EXTRACT PROVIDED:
— START —
This represents a simplification of the Amendments relative to the proposal in response to many comments that suggested a more streamlined approach. The SEC initially proposed a system of variable minimum tick sizes with four different gradations for stocks priced above $1.00, calculated each quarter based on the TWAQS for the last month of the prior quarter. Several commentors supported reducing the tick size for tick constrained stocks, but expressed concern about the number of gradations, the frequency with which the minimum tick size would change, and the smaller proposed minimum tick sizes.
The SEC explained that its simplification of the rule allows for more efficient pricing, while reducing both the risks of queue jumping and implementation costs from the more varied proposal, and that these changes will help facilitate better pricing for stocks that are tick constrained and reduce transaction costs, allowing the stocks to quote more efficiently. The SEC estimates that the new minimum tick size will result in a three tick intra-spread for stocks that are currently price constrained, allowing for more accurate pricing and more efficient markets.
Execution Price Limitations
While the minimum increments in which trading centers can allow quotations is governed by rule, broker-dealers are allowed to execute orders at even smaller price increments than the minimum quotation tick size. The SEC’s proposed rule would have eliminated this flexibility, prohibiting broker-dealers from executing orders at smaller price increments than the minimum quotation tick size. In response to several comments, the SEC did not adopt this proposal, and has not established a minimum execution pricing increment.
Access Fees
The Amendments also reduce access fee caps for protected quotes on exchanges from 30 mils (or $0.003/share) for all NMS stocks priced at $1.00 or more, down to 10 mils (or $0.001/share). For NMS stocks priced at less than $1.00, the Amendments set the access fee cap at 0.01% of the quote.
Alongside the fee cap, the SEC has also adopted a rule requiring all exchange fees and rebates to be determinable at the time of execution. This is designed to further increase price transparency and allow market participants to understand the net price at the time of transaction. Notably, all volume discounts must now be based on thresholds or tiers achieved during a stated period that occurs prior to the assessment of the fee or rebate, rather than over the course of the current trading month.
As with tick sizes, the final rule is simpler than the proposal. For access fee caps, the SEC proposed a variable access fee cap that depended on the minimum tick size. The SEC received several comments on this proposal, and in response determined that a flat fee cap that does not vary based on tick size will introduce fewer variables, less complexity, and lower cost and operational risk. This approach also aligns better with the current flat access fee cap of 30 mils.
— END —
DIRECTIVES:
1. In the extract on the SEC amendments, what access fee cap applies to NMS stocks priced under $1.00?
2. Name each concern that commentors raised about the SEC's original tick size proposal, according to the extract on the SEC amendments.
3. From the extract on the SEC amendments, echo the passage between "The SEC explained" and "more efficient markets.", inclusive.

Entries from a pointing dataset:
— START —
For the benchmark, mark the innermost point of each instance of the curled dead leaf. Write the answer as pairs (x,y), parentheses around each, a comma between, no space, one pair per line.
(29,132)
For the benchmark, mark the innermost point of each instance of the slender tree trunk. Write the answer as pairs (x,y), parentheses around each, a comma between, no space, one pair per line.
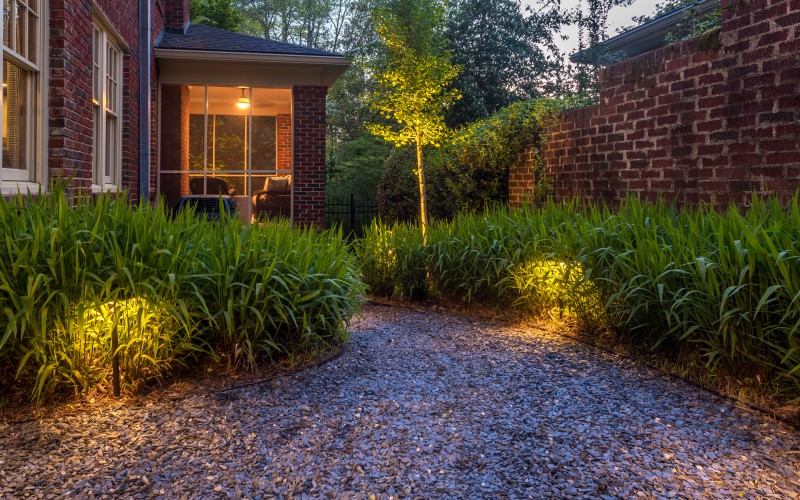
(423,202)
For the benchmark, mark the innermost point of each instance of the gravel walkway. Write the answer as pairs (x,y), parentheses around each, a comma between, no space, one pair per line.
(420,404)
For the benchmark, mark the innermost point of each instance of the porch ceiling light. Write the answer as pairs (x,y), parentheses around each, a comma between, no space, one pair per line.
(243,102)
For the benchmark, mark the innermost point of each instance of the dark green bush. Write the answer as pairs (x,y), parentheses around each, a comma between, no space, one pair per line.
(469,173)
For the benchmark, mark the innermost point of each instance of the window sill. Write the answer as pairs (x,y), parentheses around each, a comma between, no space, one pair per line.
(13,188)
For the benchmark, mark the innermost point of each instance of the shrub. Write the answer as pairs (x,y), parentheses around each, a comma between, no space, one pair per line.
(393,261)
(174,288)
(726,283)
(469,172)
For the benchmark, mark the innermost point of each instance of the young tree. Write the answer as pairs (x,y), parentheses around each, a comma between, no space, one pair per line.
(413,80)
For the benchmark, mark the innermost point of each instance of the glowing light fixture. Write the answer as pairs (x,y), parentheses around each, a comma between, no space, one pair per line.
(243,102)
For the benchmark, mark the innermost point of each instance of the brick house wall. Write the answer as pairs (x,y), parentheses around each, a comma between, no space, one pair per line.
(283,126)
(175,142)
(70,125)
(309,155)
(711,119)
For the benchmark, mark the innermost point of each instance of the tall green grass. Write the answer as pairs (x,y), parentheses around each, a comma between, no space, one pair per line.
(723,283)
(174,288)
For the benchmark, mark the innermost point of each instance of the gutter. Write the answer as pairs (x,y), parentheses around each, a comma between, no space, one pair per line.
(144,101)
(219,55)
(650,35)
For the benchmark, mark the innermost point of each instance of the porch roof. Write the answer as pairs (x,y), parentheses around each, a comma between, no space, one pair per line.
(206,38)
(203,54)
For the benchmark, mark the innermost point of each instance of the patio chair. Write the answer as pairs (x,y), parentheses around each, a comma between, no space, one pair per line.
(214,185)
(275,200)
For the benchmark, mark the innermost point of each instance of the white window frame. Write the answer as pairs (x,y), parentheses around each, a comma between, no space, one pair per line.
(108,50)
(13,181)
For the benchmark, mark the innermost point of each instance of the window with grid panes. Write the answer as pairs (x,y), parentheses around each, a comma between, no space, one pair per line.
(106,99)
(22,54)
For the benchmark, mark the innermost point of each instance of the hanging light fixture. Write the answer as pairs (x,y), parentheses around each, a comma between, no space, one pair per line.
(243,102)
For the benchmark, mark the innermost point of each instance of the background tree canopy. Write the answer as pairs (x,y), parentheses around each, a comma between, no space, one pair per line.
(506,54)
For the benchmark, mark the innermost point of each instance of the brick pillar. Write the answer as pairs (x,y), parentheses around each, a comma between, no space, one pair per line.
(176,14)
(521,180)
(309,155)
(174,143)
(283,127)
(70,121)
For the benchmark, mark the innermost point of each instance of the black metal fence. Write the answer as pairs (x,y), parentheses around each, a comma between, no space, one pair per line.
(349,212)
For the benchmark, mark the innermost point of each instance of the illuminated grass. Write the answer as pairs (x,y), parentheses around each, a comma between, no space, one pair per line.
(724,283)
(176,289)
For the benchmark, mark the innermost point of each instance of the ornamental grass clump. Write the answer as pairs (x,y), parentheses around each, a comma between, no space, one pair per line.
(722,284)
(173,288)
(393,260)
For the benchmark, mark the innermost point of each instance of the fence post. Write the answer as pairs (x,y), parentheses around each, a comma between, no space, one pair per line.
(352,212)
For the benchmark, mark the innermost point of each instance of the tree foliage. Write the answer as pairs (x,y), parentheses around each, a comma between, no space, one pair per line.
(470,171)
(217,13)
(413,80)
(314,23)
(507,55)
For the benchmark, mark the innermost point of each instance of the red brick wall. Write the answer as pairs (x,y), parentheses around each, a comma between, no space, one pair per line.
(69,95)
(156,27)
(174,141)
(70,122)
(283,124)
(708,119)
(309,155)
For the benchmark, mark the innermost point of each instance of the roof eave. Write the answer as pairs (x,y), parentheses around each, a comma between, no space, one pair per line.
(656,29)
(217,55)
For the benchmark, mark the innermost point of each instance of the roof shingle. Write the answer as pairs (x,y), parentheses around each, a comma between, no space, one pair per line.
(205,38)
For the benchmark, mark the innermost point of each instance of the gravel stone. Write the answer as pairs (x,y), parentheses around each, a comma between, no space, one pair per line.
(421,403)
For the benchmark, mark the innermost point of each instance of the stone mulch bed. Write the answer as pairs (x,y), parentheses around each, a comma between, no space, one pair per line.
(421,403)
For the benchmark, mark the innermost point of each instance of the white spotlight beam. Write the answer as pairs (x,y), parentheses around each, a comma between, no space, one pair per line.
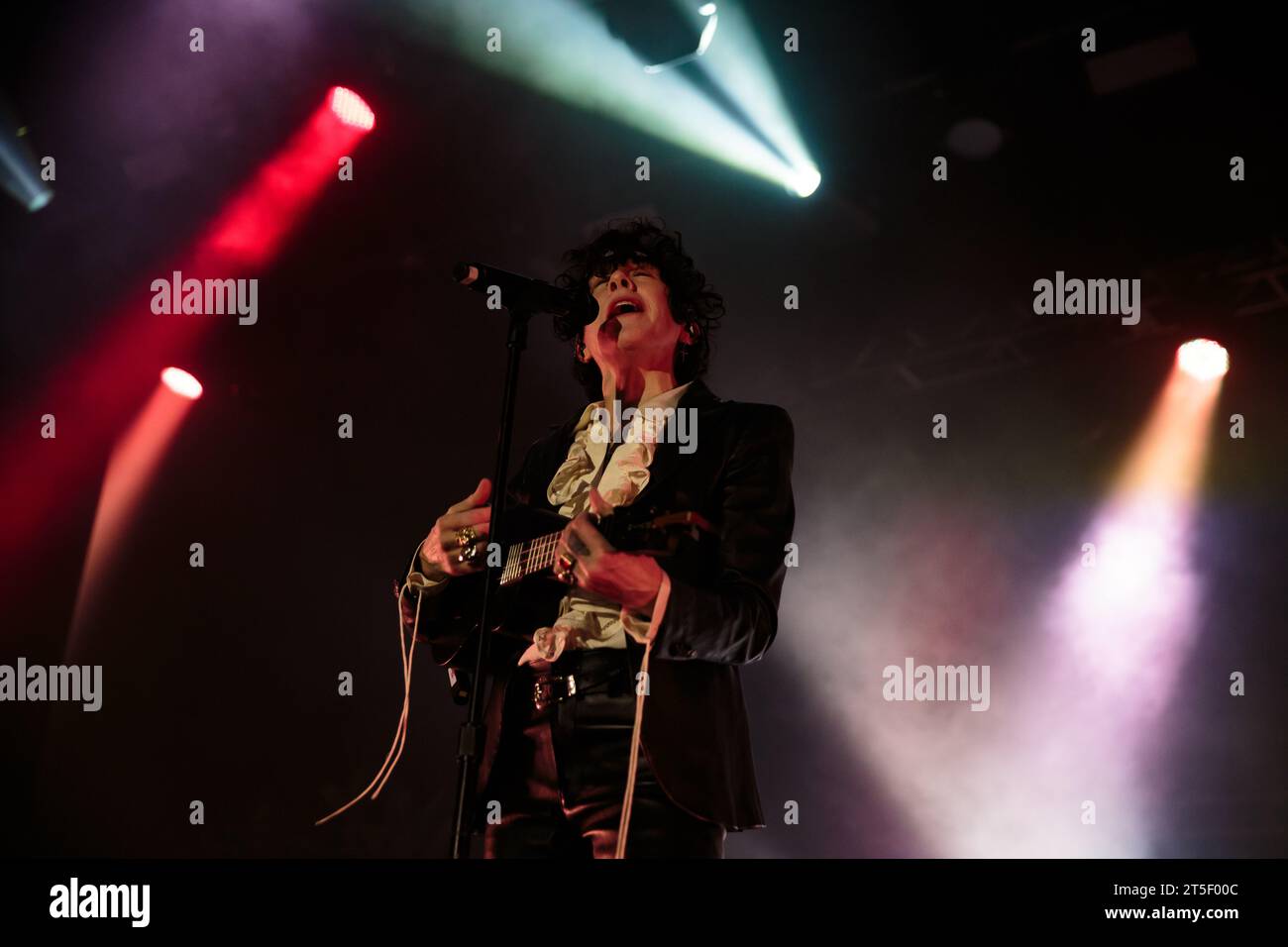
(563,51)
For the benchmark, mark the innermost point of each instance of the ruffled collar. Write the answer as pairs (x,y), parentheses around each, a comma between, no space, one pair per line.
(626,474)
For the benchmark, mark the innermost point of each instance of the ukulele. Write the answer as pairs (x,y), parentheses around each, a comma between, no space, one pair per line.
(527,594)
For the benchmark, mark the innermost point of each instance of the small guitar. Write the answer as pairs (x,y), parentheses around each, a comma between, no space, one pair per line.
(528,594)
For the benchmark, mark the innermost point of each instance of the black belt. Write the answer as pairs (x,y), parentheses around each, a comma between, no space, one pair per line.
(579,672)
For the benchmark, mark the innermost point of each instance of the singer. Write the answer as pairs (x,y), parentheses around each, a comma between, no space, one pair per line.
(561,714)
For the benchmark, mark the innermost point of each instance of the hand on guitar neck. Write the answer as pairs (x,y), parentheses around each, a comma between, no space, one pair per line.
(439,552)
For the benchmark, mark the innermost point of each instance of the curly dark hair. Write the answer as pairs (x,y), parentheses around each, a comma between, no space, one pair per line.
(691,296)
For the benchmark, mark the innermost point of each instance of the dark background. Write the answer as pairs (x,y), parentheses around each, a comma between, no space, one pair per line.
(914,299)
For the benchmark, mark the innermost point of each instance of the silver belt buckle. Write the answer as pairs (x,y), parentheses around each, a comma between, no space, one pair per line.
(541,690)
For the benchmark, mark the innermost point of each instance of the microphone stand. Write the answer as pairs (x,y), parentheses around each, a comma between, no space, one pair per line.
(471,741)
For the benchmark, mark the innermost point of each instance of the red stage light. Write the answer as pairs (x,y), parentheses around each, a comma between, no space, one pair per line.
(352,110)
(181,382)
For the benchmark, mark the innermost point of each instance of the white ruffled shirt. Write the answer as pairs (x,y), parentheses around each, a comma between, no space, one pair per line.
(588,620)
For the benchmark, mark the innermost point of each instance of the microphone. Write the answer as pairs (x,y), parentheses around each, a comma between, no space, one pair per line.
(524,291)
— END —
FULL SOLUTIONS:
1. 0.01% of the quote.

2.
- The number of gradations
- The frequency with which the minimum tick size would change
- The smaller proposed minimum tick sizes

3.
The SEC explained that its simplification of the rule allows for more efficient pricing, while reducing both the risks of queue jumping and implementation costs from the more varied proposal, and that these changes will help facilitate better pricing for stocks that are tick constrained and reduce transaction costs, allowing the stocks to quote more efficiently. The SEC estimates that the new minimum tick size will result in a three tick intra-spread for stocks that are currently price constrained, allowing for more accurate pricing and more efficient markets.